- **TASK GOAL**
Only the lines from the one containing "If you could mark the gray duckling" to the end of the records belong in the output; print them exactly.

┌──

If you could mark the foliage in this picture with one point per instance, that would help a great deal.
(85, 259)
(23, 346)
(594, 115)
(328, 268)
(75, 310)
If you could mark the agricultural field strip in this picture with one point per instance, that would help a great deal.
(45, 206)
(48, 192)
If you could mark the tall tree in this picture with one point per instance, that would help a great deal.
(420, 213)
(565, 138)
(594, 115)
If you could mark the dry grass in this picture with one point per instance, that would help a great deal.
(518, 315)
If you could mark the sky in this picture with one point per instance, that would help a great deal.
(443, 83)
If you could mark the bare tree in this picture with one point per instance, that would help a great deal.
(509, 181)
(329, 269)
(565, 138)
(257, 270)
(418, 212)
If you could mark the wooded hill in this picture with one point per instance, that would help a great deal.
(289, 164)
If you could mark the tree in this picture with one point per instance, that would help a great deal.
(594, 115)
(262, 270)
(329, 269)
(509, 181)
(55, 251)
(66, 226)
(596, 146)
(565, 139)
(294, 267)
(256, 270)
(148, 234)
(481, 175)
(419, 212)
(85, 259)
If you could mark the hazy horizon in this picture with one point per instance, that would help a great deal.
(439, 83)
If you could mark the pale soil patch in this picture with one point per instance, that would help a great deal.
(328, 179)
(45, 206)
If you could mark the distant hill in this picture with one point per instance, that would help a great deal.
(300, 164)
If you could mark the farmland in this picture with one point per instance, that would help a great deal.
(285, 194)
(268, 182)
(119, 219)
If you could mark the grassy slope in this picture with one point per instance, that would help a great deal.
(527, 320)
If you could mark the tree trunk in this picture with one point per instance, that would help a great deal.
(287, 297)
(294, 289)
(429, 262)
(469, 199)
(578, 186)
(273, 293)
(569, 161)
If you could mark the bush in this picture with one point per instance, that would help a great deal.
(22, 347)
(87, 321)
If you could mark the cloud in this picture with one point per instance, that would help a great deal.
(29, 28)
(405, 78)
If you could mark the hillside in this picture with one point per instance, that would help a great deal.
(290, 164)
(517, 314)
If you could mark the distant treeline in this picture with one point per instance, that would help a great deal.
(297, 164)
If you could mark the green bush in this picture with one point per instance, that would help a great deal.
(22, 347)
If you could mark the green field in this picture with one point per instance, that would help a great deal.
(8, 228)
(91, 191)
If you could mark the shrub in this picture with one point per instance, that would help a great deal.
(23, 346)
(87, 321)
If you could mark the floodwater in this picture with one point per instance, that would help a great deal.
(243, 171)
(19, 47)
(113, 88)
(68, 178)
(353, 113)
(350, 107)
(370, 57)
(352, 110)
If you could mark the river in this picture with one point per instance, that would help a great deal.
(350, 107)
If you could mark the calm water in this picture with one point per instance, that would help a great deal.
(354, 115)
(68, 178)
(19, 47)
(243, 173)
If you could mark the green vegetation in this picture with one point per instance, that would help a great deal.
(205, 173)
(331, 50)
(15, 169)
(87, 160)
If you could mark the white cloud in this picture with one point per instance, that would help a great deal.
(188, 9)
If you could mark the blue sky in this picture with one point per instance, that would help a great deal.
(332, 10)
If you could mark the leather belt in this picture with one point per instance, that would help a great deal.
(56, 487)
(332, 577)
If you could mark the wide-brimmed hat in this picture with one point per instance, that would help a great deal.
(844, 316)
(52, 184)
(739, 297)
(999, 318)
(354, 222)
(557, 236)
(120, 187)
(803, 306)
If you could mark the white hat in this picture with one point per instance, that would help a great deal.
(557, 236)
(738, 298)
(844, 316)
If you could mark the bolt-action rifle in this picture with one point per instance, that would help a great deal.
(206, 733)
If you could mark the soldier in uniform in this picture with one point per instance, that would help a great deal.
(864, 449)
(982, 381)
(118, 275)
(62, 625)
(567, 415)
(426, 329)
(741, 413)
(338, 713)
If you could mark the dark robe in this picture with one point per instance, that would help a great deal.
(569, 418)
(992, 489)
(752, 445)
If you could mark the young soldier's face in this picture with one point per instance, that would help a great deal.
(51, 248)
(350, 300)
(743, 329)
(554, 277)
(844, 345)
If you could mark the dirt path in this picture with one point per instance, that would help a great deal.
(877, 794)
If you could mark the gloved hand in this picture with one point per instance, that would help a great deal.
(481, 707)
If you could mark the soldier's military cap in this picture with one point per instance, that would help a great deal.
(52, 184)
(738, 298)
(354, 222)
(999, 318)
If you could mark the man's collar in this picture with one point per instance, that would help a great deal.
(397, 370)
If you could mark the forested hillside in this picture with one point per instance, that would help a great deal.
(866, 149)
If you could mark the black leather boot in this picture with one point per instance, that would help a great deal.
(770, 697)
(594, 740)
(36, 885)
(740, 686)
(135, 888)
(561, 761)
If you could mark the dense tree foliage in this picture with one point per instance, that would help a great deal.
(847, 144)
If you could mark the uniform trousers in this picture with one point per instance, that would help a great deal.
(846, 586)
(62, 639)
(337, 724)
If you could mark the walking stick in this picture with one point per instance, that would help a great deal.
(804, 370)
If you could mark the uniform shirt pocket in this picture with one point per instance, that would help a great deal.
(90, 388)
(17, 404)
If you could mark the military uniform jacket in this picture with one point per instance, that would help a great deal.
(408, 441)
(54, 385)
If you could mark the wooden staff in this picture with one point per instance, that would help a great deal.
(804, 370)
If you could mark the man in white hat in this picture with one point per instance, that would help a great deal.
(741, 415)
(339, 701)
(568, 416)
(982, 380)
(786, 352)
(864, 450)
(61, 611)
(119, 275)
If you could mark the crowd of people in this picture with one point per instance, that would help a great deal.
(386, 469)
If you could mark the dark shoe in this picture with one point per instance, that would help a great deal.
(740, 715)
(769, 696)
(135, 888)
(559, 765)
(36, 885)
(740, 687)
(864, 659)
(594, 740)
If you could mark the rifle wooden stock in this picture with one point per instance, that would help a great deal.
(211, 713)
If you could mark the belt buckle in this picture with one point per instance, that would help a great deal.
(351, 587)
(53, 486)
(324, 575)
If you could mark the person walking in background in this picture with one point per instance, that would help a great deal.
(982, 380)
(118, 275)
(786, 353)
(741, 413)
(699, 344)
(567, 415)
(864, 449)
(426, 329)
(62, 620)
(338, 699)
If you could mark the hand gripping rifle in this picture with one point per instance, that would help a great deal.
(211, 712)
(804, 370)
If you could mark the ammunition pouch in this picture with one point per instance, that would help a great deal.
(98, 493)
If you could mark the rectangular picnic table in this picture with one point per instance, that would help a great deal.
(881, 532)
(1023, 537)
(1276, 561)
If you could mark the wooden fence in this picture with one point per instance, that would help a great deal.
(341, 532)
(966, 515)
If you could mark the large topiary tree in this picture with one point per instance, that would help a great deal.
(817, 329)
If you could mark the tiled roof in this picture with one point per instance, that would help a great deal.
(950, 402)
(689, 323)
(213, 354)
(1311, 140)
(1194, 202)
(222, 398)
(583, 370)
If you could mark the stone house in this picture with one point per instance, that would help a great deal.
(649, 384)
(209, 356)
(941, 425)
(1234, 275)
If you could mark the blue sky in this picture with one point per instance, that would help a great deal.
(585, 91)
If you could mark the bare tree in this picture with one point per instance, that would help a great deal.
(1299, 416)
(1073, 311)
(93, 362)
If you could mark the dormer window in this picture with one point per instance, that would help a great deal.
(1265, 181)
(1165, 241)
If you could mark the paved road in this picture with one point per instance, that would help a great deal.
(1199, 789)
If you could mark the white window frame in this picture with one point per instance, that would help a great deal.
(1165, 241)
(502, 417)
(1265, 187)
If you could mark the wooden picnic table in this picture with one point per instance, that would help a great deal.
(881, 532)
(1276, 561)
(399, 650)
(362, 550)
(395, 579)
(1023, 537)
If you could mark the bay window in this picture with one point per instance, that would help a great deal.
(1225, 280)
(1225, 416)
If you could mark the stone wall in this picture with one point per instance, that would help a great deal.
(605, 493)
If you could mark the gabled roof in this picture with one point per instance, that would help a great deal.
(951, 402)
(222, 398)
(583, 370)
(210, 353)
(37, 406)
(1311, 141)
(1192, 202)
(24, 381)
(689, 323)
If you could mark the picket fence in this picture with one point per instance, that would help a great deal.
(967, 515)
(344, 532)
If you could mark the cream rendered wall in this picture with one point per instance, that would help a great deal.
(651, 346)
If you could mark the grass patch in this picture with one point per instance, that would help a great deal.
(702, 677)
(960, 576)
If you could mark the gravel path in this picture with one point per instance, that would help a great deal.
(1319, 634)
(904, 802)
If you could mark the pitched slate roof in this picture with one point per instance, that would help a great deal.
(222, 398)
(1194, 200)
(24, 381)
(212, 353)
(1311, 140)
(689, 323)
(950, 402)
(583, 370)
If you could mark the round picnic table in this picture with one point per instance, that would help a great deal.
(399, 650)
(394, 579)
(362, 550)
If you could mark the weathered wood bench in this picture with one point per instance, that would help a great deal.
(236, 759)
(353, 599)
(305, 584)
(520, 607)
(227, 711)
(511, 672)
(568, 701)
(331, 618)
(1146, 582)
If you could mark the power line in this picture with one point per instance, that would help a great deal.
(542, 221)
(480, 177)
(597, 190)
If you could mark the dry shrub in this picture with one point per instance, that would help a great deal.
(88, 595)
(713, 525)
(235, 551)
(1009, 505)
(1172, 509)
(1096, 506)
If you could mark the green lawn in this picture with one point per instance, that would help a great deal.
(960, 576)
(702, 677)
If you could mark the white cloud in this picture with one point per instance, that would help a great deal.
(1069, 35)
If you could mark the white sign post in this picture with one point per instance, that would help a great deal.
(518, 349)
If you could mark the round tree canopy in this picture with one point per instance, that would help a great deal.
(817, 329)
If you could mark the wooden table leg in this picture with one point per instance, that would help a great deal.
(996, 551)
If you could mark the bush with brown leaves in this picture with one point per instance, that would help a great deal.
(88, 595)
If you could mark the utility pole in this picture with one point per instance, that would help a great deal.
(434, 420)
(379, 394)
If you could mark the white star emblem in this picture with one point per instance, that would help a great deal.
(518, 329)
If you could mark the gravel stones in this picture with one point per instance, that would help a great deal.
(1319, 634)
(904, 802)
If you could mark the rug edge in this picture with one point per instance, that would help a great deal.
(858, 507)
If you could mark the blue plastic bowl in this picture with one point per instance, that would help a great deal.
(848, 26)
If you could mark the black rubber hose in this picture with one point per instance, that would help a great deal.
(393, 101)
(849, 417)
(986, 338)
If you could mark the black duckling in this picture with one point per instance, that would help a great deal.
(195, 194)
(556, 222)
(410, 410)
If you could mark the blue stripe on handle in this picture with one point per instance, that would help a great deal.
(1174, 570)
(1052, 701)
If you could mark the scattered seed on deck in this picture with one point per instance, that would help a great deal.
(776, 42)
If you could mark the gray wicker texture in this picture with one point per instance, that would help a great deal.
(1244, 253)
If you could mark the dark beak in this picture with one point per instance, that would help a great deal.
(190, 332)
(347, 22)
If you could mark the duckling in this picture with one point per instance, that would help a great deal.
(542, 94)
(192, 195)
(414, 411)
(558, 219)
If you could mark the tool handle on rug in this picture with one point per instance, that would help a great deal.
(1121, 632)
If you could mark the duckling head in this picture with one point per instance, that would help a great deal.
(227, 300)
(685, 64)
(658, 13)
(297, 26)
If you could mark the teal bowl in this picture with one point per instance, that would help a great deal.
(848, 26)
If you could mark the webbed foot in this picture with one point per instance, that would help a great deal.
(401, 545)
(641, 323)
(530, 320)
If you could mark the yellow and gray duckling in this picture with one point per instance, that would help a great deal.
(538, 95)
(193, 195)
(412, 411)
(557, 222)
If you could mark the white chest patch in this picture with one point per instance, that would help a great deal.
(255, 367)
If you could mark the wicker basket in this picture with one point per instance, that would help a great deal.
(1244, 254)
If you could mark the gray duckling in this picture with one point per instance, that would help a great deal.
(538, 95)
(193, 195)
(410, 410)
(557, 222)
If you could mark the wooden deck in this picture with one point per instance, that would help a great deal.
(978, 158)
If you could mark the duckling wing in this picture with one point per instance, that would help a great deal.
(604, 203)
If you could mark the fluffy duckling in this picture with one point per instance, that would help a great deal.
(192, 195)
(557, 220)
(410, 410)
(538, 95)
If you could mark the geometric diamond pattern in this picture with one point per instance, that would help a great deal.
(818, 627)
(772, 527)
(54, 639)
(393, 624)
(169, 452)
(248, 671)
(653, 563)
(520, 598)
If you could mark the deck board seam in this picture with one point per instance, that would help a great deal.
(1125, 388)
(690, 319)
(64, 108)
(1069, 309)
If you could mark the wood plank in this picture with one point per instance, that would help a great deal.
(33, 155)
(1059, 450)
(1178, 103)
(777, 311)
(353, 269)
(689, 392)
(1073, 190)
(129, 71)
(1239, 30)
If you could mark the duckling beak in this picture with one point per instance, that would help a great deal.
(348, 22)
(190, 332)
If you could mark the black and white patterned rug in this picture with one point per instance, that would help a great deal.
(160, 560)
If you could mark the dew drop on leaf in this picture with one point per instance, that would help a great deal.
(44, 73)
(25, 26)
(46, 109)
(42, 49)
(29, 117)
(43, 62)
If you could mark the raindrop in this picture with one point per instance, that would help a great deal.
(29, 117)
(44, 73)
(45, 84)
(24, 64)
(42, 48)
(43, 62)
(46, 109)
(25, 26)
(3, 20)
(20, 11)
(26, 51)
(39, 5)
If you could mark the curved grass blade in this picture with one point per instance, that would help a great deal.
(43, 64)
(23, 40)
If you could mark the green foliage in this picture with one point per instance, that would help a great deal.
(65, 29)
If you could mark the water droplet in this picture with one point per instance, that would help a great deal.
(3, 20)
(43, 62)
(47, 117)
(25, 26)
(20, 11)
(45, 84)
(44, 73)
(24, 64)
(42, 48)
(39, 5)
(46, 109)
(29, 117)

└──

- **THE OUTPUT**
If you could mark the gray duckling in this picture with one point per instance, that would help a great deal.
(538, 95)
(193, 195)
(410, 410)
(557, 222)
If you could mark the wooden deck in this picture with one point per instance, that would help a great deal.
(978, 158)
If you could mark the duckling wing in this picture with one point per instance, that would help a great deal.
(604, 203)
If you could mark the fluffy duckling in this picture with one point per instance, that would help a great deal.
(192, 195)
(557, 220)
(410, 410)
(538, 95)
If you could mark the geometric diamond pattern in this picture with one point per instance, that would help a great deal.
(818, 627)
(772, 527)
(54, 639)
(393, 624)
(169, 452)
(248, 671)
(653, 563)
(520, 598)
If you could mark the deck board seam in this picture with one point per instance, that would help a great deal.
(1125, 388)
(690, 319)
(64, 108)
(1069, 309)
If you could mark the wood plank in this picture with one point per instance, that would help a great deal.
(33, 155)
(1059, 450)
(1178, 103)
(777, 311)
(353, 269)
(689, 392)
(1073, 190)
(129, 71)
(1239, 30)
If you could mark the duckling beak in this picture with one point per instance, that would help a great deal.
(348, 22)
(190, 332)
If you could mark the black and white patterned rug in this picture with one point per instance, that would help a great deal.
(160, 560)
If you could mark the dew drop on leaf in this picture with one point per instance, that would help a great deal.
(44, 73)
(25, 26)
(46, 109)
(42, 49)
(29, 117)
(43, 62)
If you could mark the raindrop in this picture with one point per instance, that would help a great deal.
(29, 117)
(44, 73)
(45, 84)
(24, 64)
(42, 48)
(43, 62)
(46, 109)
(25, 26)
(3, 20)
(20, 11)
(26, 51)
(39, 5)
If you could mark the curved grass blade in this picture with one point per instance, that would help a great deal.
(43, 64)
(23, 40)
If you could mark the green foliage in this picture with one point per instance, that would help a great deal.
(65, 29)
If you could mark the water droplet in this picture with one point per instance, that would help a great deal.
(3, 20)
(43, 62)
(47, 117)
(25, 26)
(20, 11)
(45, 84)
(44, 73)
(24, 64)
(42, 48)
(39, 5)
(46, 109)
(29, 117)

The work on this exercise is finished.